- [GIVEN PROBLEM] Reproduce every line of the items below verbatim, keeping their order and layout unchanged.

--- START SUPPLIED DATA ---

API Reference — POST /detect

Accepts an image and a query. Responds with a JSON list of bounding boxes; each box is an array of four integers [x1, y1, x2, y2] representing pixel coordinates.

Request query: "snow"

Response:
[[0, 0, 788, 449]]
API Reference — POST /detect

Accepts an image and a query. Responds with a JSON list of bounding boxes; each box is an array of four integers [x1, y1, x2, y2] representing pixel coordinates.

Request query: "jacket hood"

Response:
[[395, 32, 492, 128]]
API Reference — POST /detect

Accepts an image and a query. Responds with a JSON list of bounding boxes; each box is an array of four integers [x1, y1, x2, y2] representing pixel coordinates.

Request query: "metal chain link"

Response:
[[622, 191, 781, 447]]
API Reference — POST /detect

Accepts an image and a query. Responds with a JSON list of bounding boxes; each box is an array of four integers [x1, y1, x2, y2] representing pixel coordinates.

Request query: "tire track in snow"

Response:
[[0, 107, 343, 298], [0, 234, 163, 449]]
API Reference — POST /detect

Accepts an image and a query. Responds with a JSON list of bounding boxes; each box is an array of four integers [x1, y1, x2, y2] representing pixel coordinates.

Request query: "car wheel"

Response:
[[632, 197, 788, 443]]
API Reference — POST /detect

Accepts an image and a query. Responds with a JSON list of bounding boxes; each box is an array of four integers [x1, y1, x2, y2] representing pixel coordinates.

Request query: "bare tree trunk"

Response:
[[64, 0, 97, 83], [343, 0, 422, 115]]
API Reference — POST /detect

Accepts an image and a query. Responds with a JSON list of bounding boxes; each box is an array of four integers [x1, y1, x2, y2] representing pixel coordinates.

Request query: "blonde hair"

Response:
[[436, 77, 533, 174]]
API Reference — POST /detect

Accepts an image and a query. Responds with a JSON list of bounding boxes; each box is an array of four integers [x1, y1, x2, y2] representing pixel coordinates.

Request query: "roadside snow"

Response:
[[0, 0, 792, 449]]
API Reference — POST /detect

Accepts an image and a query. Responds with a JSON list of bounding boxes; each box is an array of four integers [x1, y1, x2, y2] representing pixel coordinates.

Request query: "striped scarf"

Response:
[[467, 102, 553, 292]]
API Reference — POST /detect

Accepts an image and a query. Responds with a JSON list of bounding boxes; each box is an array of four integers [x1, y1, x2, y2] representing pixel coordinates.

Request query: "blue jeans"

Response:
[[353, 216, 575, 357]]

--- END SUPPLIED DATA ---

- [SOLUTION FOR THIS EXERCISE]
API Reference — POST /detect

Accepts an image and a query. Responds with a JSON list of bounding boxes; each box is an array of four integers [x1, y1, x2, y2] representing pixel coordinates.

Request query: "snow"

Response:
[[0, 0, 788, 449]]
API Reference — POST /detect

Accepts an image and a query. Responds with a JSON list of bounding boxes; each box is an array of four integers [x1, y1, x2, y2] representing pixel coordinates.

Request query: "jacket hood"

Response:
[[395, 32, 492, 128]]
API Reference — POST /detect

Accepts an image and a query. Responds with a JSON list of bounding boxes; each box is an array of four integers [x1, y1, x2, y2] representing pixel coordinates.

Request query: "metal chain link"

Response:
[[622, 191, 781, 447]]
API Reference — POST /detect

Accepts an image and a query. Responds with a JSON list of bounding boxes; each box is an array of four integers [x1, y1, x2, y2] representing pixel coordinates.

Request query: "tire track in snow"

Response:
[[0, 107, 343, 298], [0, 234, 163, 449]]
API Reference — POST /detect

Accepts an image and a query. Responds with a JSON list of bounding boxes; each box is an array of four integers [x1, y1, x2, y2] representing pixel coordinates.

Request query: "car wheel"

Response:
[[632, 197, 788, 443]]
API Reference — POST /detect

Accepts an image and a query. Responds with a JSON list of bounding boxes; each box is an array of four integers [x1, y1, x2, y2] representing pixel coordinates.

Request query: "bare tree trunk"

Response:
[[64, 0, 97, 83], [343, 0, 422, 115]]
API Reference — POST /detect

Accepts an image and a query. Responds with a JSON list of bounding boxes; each box is an array of four integers [x1, y1, x2, y2] representing pixel coordinates.

Request query: "blonde hair"

Response:
[[436, 77, 533, 174]]
API Reference — POST /detect

Accepts an image and a query. Responds with a JSON list of bounding boxes; each box is an array of four integers [x1, y1, x2, y2] representing pixel coordinates.

Request query: "roadside snow"

Response:
[[0, 0, 792, 449]]
API Reference — POST /detect

Accepts an image and a query. Responds with a JSON list of bounding boxes; each box is an array of four integers [x1, y1, x2, y2] representing pixel coordinates.

Request query: "striped scarf"

Response:
[[467, 102, 553, 292]]
API Reference — POST /detect

Accepts an image and a query. Responds with a JSON list of bounding boxes; each box is an array of four integers [x1, y1, x2, y2] representing pixel coordinates.

Request query: "blue jeans"

Response:
[[353, 216, 575, 357]]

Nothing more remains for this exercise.